§ The task
Word for word, quote the lines from the one containing "Given the photograph below" to the end of the entries below, including both. Leave pictures out.

══════════

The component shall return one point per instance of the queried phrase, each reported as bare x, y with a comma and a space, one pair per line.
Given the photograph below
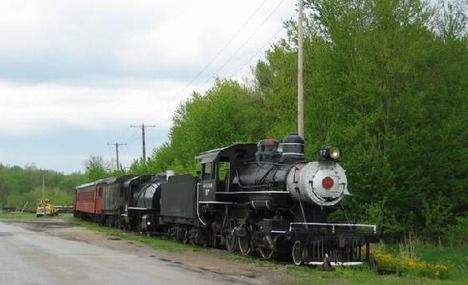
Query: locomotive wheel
268, 248
244, 246
230, 237
266, 252
297, 252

══════════

§ Output below
Given the photograph below
Query: locomotive wheel
268, 248
244, 246
230, 237
266, 252
297, 252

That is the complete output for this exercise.